## Problem to solve:
Carry on the placing disclosure text from the point where it stops.
[Provided passage — start]
In connection with the Placing, the Bookrunners and any of its respective affiliates, acting as investors for their own accounts, may subscribe for or purchase ordinary shares in the Company ("Ordinary Shares") and, in that capacity may retain, purchase, sell, offer to sell or otherwise deal for their own accounts in such Ordinary Shares and other securities of the Company or related investments in connection with the Placing or otherwise. Accordingly, references to the Ordinary Shares being offered, subscribed, acquired, placed or otherwise dealt in should be read as including any offer to, or subscription, acquisition, placing or dealing by the Bookrunners and any of its respective affiliates acting as investors for their own accounts. In addition, the Bookrunners or its respective affiliates may enter into financing arrangements and swaps in connection with which it or its affiliates may from time to time acquire, hold or dispose of Ordinary Shares. The Bookrunners have no intention to disclose the extent of any such investment or transactions otherwise than in accordance with any legal or regulatory obligations to do so.
[Provided passage — finish]
[Data extract — start]
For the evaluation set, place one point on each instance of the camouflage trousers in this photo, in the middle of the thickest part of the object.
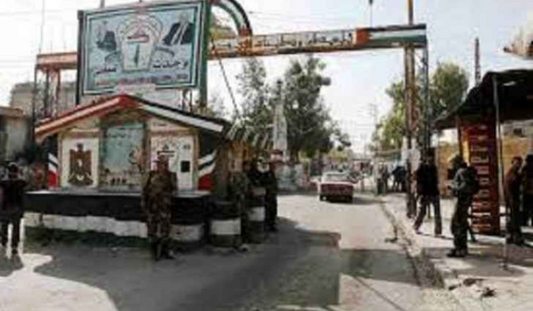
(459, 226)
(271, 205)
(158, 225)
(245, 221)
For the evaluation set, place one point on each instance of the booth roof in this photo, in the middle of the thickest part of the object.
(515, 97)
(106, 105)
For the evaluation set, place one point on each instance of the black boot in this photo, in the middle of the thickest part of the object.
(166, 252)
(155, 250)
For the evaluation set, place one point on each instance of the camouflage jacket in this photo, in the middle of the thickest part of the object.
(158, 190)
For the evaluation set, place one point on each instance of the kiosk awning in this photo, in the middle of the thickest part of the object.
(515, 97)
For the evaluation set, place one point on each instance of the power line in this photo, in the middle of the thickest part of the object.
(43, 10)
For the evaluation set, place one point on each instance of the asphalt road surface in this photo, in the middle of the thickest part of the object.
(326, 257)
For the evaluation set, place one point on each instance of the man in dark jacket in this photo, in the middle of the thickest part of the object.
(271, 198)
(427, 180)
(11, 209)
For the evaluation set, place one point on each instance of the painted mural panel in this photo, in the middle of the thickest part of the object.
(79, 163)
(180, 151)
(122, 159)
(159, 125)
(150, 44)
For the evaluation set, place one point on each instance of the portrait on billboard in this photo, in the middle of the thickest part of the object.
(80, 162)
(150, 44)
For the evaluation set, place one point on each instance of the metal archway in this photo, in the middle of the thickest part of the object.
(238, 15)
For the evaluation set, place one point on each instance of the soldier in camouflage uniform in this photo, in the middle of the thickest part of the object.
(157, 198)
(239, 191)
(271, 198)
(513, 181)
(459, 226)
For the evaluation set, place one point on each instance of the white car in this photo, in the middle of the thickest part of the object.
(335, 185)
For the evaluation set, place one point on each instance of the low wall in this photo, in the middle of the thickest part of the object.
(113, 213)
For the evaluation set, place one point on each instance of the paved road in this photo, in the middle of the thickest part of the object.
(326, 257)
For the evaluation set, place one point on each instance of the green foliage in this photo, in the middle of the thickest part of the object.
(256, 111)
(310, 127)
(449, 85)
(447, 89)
[Data extract — finish]
[Data extract — start]
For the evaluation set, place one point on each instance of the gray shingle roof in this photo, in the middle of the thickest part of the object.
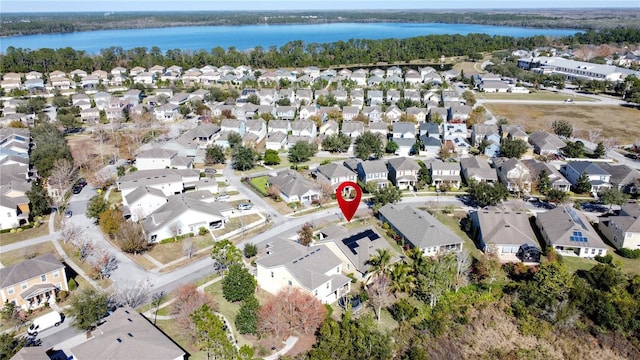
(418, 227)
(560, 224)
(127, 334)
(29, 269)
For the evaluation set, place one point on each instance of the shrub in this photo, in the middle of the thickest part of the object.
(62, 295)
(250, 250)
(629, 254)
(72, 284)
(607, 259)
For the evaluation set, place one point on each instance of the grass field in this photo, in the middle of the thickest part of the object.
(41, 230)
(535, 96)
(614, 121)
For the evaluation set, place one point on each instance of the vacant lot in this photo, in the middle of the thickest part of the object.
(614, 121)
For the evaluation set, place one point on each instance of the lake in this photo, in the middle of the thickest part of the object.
[Data extract — finish]
[Data extract — start]
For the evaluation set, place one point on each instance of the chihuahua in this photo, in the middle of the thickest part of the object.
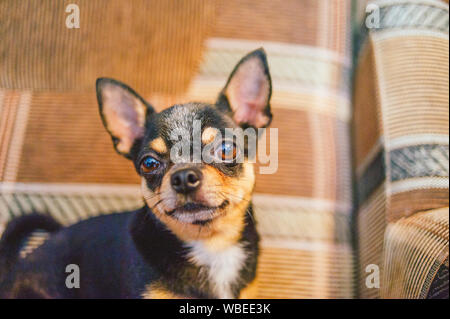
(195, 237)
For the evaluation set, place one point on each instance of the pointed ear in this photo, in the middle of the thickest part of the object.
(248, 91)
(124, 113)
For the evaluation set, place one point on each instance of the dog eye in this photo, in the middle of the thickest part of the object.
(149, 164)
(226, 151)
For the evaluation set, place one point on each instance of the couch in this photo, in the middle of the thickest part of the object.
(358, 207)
[Data extract — finish]
## Answer for this exercise:
Forward-looking Statements

This announcement includes statements, estimates, opinions and projections with respect to anticipated future performance of the Company ("forward-looking statements") which reflect various assumptions concerning anticipated results taken from the Company's current business plan or from public sources which may or may not prove to be correct. These forward-looking statements can be identified by the use of forward looking terminology, including the terms 'anticipates', 'target', 'believes', 'estimates', 'expects', 'intends', 'may', 'plans', 'projects', 'should' or 'will', or, in each case, their negative or other variations or comparable terminology or by discussions of strategy, plans, objectives, goals, future events or intentions. Such forward-looking statements reflect current expectations based on the current business plan and various other assumptions and involve significant risks and uncertainties and should not be read as guarantees of future performance or results and will not necessarily be accurate indications of whether or not such results will be achieved. As a result, prospective investors should not rely on such forward-looking statements due to the inherent uncertainty therein. No representation or warranty is given as to the completeness or accuracy of any forward-looking statements contained in this announcement. Forward-looking statements speak only as of the date of such statements and, except as required by applicable law, none of the Company, Panmure or N+1 Singer assumes any responsibility or obligation to update or revise publicly any forward-looking statements, whether as a result of new information, future events or otherwise. No statement in this announcement is intended to be a profit forecast and no statement in this announcement should be interpreted to mean that earnings per share of the Company for the current or future financial years would necessarily match or exceed the historical published earnings per share of the Company.